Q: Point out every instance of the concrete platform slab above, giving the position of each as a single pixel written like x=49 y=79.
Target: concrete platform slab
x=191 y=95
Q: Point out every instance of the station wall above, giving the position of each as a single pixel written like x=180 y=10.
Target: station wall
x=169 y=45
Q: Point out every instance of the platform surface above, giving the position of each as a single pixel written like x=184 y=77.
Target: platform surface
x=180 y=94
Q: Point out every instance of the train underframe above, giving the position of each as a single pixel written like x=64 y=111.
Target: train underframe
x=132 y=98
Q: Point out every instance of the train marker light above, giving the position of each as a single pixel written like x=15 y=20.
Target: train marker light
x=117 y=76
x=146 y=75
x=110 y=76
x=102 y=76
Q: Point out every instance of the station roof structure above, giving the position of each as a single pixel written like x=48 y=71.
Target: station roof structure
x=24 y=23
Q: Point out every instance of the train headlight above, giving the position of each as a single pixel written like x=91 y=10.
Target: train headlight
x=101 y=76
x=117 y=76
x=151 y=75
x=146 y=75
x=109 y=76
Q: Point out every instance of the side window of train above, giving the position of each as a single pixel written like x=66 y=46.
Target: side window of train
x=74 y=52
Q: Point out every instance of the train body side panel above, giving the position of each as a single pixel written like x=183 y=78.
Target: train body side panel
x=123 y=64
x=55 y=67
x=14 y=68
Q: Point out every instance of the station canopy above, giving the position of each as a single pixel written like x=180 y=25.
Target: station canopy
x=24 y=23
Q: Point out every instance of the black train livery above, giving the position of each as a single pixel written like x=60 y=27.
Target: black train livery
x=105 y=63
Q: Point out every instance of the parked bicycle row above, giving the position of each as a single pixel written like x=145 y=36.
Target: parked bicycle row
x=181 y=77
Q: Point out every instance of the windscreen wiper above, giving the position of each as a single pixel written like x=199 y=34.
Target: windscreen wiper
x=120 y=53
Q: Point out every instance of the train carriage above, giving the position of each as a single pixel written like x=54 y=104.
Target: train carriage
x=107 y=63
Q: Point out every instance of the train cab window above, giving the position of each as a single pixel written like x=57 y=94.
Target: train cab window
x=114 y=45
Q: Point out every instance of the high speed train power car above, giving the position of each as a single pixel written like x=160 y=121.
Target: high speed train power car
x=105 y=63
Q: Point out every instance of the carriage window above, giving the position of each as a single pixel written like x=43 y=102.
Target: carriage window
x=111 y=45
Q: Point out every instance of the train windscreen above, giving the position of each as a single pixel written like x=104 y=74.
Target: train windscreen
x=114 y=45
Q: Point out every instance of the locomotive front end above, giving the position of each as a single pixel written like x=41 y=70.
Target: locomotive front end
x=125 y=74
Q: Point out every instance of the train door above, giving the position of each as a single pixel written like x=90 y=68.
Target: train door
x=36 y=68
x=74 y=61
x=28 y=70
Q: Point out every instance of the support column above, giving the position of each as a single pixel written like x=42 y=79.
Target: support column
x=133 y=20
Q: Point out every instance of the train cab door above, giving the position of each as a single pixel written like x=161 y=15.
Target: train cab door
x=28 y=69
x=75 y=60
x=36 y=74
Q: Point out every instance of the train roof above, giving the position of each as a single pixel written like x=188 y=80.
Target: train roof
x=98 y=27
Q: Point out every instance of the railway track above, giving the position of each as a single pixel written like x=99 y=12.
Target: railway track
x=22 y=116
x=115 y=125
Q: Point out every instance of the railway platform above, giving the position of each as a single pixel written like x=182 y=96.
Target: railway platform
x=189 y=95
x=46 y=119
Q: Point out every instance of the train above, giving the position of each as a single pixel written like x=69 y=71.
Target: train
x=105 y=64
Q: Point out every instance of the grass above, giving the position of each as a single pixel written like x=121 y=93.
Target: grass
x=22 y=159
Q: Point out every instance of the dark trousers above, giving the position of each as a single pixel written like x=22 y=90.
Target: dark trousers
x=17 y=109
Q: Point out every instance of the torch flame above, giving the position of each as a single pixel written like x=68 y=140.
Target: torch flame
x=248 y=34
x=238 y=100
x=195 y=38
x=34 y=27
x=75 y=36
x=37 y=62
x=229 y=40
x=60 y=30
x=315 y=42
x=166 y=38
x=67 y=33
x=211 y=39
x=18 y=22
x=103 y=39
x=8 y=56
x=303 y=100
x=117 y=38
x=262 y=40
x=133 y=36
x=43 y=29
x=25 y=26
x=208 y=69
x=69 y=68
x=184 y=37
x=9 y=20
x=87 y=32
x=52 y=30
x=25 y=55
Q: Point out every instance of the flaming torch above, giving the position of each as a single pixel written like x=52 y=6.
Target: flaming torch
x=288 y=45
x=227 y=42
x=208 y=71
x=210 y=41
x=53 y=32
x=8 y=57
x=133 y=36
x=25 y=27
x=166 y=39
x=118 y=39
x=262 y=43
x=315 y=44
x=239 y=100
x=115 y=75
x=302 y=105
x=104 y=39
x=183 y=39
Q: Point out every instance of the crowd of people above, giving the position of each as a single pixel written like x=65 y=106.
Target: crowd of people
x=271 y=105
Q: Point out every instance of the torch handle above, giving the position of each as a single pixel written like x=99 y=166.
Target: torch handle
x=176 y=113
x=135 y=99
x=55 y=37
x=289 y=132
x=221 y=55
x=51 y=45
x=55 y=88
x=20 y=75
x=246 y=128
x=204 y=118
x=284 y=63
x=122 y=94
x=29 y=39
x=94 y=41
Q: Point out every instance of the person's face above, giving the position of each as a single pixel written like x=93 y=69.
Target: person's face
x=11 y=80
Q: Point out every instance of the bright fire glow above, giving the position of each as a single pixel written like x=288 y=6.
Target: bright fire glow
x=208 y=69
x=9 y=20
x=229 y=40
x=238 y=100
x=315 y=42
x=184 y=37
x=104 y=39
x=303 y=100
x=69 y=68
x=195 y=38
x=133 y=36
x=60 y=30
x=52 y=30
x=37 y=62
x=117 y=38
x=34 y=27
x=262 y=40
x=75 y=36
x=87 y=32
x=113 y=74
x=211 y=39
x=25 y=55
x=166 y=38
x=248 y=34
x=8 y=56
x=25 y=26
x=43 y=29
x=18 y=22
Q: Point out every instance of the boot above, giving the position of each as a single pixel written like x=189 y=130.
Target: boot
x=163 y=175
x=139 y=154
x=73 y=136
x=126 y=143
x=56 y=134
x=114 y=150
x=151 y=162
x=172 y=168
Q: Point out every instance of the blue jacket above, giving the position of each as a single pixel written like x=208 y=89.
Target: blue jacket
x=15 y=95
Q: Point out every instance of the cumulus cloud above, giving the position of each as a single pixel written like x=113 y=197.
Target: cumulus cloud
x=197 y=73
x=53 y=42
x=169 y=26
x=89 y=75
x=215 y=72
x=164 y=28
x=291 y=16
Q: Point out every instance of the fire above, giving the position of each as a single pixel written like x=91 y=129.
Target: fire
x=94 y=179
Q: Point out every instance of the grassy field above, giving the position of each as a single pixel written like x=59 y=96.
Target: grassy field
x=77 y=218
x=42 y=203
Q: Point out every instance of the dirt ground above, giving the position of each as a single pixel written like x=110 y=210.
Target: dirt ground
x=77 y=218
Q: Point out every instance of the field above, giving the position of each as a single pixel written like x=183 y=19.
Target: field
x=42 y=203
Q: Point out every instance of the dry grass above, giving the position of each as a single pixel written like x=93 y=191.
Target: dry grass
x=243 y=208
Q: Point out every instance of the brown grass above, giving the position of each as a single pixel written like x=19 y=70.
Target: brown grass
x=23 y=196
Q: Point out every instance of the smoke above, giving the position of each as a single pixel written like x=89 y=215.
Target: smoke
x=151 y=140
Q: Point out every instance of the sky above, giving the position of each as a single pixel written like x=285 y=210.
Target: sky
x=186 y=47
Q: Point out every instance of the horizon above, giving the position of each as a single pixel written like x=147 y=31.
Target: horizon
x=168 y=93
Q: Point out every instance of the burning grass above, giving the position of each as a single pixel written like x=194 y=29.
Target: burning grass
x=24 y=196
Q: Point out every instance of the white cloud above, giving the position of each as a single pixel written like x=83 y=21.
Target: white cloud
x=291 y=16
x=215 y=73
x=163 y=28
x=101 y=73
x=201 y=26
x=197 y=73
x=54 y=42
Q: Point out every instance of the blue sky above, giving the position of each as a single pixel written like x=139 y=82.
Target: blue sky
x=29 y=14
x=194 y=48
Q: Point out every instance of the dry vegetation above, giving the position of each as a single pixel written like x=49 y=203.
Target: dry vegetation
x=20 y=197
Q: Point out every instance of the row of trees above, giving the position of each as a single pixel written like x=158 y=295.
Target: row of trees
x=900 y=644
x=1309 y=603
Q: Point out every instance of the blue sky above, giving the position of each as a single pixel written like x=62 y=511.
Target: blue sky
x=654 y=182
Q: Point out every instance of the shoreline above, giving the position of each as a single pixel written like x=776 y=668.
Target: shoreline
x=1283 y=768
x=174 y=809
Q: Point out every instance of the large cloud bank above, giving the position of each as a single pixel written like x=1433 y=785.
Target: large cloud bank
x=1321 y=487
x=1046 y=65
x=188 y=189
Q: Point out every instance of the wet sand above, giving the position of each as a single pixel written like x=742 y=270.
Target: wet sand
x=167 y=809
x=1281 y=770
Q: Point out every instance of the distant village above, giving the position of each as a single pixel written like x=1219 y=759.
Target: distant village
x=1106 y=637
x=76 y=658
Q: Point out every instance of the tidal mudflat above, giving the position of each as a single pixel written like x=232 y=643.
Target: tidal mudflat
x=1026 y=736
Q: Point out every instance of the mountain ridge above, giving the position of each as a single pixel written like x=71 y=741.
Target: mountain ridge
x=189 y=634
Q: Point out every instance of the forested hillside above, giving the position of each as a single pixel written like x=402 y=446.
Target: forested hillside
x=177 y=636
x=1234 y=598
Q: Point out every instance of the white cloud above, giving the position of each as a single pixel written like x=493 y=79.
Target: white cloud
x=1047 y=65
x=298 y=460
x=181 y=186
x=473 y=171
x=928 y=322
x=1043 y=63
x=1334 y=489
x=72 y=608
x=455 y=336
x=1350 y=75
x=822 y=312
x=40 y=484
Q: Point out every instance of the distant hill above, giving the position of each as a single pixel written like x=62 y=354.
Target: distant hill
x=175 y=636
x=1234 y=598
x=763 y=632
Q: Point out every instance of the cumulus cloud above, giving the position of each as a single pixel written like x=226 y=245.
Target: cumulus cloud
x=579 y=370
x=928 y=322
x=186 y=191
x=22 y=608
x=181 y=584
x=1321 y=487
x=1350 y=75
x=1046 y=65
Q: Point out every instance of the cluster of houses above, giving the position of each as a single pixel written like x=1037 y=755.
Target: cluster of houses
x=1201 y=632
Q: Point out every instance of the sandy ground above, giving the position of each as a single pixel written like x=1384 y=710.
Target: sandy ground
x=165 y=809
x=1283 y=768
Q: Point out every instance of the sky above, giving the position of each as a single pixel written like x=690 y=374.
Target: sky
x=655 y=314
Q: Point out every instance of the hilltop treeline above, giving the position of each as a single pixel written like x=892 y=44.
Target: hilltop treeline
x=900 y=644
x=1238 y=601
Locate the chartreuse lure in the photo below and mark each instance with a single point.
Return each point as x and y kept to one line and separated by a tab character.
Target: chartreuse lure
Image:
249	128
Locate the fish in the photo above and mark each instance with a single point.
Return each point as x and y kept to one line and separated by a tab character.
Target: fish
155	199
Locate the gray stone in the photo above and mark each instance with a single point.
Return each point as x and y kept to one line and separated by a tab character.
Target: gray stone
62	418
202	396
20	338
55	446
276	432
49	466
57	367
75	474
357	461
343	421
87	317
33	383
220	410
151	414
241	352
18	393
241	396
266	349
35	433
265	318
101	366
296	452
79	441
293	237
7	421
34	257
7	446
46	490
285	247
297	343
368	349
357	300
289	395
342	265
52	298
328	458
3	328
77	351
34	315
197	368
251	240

- _Activity_: Give the count of lines in the listing above that hold the word "lure", and say nothing else.

- _Solution for this problem_: 2